**What is being asked**
Edit the stretch of the date night passage below from "Is there a place" through "Friends schedule things.", changing "Friday night" to "Saturday night", and give that stretch back.

**Page extract**
— start —

Is there a place you go for walks to? Is there a little café you meet to drink coffee and chat? Is there a favorite café or restaurant that you like to go grab a bite to eat at? Is there a park nearby that the two of you like to go for a walk to and just talk on the way and hold hands and get there and visit? It’s Sabbath in the home; Sabbath around the home; Sabbath near the home. A couple of other things as well: weekly date night. Grace and I have been going out on Friday night since 1988 — 20 years — and when we got married, we established very firmly, “Friday night is date night.” And it’s cemented in stone. No birthday parties. We’re not going anywhere. If you’ve got something going on, God bless you. You won’t see us if it’s Friday night, because that sacred, set apart. Otherwise, families schedule things. Friends schedule things.
Work schedule — and you know what? Next thing you know, you haven’t been on a date in a couple of years, and so Friday night is sacred for us and this started back in college when we were married between our junior and senior year, and we were absolutely flat broke. So we had to find creative ways to do cheap dates, but it’s date night every week and we still do date night as long as I’m in town every week and we plan them out. Additionally, and we’ll get to that in a moment, a little more practical things on weekly date night. Doing overnights as a couple, one or two nights just getting a little mini-marital Sabbath. This could be near your home. You don’t want to travel too far if it’s a brief time. Grace and I in the last year, we stayed a hotel downtown. Went up to Suncadia up in the mountains; went over to Salish Lodge.
I mean, when we were first married, it was on the cheap. You’re married a little bit longer, you got a little bit more discretionary income, and I’ll just say this, too. If you don’t talk about expectations as you go on these one or two night overnights, you end up fighting. We did that at Salish Lodge: beautiful place, gorgeous. Sitting by the fire, fighting. I looked at Grace and I said, “We could fight for so much cheaper than this. You know there’s so much cheaper places to fight.” And we were fighting and sort of didn’t talk for a few hours, and finally she looked at me and she said, “Okay, what are you so mad about?” And here’s — true story — I said, “I don’t remember, but when I do, I will let you know. Until then, I’m mad, but I have no idea why I’m mad.”

— end —

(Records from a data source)
— start —

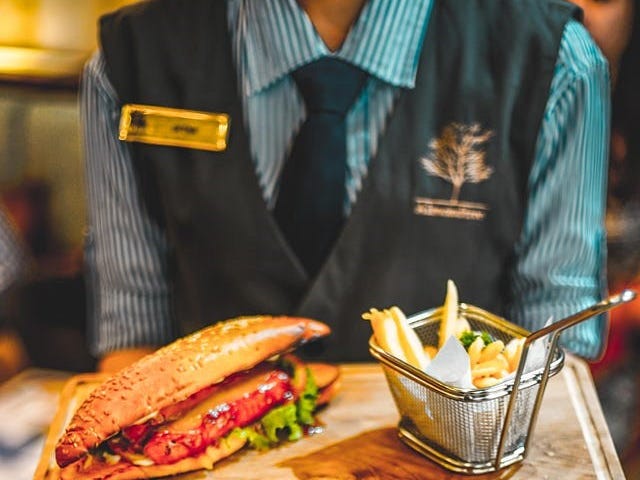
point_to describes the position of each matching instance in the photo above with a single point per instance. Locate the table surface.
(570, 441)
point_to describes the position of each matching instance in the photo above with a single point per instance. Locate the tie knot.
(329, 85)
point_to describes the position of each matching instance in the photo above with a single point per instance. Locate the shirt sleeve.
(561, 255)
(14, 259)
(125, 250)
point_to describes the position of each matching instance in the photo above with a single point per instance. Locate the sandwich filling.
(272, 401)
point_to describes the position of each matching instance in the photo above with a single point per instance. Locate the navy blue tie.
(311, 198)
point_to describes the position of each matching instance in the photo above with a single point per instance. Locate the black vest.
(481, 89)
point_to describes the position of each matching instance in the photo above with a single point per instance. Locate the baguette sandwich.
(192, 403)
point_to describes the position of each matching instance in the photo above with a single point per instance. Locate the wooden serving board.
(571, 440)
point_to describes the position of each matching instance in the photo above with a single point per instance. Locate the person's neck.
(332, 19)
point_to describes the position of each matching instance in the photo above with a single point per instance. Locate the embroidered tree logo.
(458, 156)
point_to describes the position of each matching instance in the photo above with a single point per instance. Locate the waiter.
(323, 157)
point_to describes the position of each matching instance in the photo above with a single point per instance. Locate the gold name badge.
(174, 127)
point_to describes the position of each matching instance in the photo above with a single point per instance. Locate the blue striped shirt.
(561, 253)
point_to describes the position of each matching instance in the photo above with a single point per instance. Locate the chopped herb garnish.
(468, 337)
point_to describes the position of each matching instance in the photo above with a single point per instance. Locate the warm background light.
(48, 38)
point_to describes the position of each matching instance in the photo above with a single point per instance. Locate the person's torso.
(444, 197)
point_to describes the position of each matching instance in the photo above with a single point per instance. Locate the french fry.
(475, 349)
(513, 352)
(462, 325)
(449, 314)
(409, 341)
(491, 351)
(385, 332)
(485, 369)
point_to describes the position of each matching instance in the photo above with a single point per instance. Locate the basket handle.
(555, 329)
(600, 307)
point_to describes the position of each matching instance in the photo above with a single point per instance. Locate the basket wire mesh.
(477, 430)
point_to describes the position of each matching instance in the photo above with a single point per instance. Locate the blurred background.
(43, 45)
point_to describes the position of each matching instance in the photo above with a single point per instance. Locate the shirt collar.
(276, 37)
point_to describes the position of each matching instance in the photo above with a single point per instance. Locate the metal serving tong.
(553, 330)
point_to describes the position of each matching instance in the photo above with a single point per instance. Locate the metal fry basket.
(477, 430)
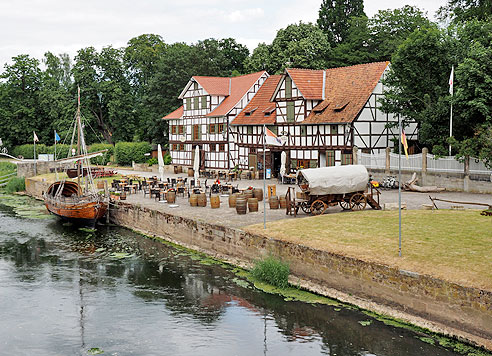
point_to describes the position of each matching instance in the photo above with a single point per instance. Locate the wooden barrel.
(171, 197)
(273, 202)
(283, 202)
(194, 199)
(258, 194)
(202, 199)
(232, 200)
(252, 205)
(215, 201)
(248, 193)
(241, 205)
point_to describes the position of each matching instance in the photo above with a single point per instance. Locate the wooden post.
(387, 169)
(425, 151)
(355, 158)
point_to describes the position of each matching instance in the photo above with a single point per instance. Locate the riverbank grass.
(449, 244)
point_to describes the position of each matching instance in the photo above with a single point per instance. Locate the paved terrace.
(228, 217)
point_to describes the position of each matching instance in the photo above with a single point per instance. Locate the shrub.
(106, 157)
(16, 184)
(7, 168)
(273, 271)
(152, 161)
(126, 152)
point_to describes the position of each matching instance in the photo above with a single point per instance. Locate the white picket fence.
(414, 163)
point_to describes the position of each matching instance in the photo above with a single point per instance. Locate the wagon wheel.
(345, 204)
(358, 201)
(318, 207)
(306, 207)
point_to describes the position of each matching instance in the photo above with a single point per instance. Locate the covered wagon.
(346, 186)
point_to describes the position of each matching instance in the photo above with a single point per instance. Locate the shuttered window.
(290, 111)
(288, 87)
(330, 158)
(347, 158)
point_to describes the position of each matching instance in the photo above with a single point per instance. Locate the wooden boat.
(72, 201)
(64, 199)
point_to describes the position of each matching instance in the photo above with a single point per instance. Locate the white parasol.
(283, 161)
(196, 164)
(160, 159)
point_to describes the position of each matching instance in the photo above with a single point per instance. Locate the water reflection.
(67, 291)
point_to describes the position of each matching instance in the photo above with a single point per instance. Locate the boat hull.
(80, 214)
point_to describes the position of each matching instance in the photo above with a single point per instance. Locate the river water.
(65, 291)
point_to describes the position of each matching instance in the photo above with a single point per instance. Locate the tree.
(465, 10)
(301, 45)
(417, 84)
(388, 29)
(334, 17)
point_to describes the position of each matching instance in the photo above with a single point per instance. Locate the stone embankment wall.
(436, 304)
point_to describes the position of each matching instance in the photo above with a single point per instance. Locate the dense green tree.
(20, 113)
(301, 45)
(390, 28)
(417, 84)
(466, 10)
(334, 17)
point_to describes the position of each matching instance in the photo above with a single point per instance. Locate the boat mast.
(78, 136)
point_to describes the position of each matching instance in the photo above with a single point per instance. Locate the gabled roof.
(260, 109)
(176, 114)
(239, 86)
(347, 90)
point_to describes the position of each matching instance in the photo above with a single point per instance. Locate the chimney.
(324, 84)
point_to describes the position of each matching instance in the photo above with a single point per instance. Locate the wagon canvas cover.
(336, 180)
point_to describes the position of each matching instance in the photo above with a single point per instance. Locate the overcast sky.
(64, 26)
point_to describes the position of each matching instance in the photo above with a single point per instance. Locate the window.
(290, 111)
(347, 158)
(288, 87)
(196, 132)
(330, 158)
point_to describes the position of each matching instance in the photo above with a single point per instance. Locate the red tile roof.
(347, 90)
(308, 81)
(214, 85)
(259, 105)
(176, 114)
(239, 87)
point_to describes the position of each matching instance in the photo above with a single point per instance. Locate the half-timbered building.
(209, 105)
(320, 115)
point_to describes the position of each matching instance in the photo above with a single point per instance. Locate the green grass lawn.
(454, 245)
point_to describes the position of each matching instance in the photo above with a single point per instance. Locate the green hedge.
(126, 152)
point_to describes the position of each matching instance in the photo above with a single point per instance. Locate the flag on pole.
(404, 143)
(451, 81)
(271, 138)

— end —
— start —

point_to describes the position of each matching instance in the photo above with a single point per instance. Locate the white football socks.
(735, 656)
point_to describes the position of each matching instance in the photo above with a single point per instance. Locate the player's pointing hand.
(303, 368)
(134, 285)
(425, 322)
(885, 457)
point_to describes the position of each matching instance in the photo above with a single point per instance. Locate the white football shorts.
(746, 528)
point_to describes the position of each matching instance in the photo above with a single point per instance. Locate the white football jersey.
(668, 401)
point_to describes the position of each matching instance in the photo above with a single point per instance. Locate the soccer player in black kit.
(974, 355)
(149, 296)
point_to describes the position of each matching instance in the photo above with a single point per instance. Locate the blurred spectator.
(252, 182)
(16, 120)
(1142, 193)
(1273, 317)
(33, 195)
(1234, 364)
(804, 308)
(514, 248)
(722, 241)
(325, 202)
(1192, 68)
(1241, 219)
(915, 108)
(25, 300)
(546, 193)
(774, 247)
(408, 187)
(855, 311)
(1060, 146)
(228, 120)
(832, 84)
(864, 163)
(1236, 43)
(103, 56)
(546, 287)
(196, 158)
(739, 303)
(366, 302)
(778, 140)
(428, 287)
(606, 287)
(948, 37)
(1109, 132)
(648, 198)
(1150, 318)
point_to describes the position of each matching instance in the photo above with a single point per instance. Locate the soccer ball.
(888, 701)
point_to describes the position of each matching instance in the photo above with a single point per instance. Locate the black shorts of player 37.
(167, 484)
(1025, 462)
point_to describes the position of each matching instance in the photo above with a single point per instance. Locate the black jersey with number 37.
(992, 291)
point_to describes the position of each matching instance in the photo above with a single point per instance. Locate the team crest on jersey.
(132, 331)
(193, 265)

— end —

**Output of the exercise**
Is there a place you go for walks to? Is there a little café you meet to drink coffee and chat? Is there a favorite café or restaurant that you like to go grab a bite to eat at? Is there a park nearby that the two of you like to go for a walk to and just talk on the way and hold hands and get there and visit? It’s Sabbath in the home; Sabbath around the home; Sabbath near the home. A couple of other things as well: weekly date night. Grace and I have been going out on Saturday night since 1988 — 20 years — and when we got married, we established very firmly, “Saturday night is date night.” And it’s cemented in stone. No birthday parties. We’re not going anywhere. If you’ve got something going on, God bless you. You won’t see us if it’s Saturday night, because that sacred, set apart. Otherwise, families schedule things. Friends schedule things.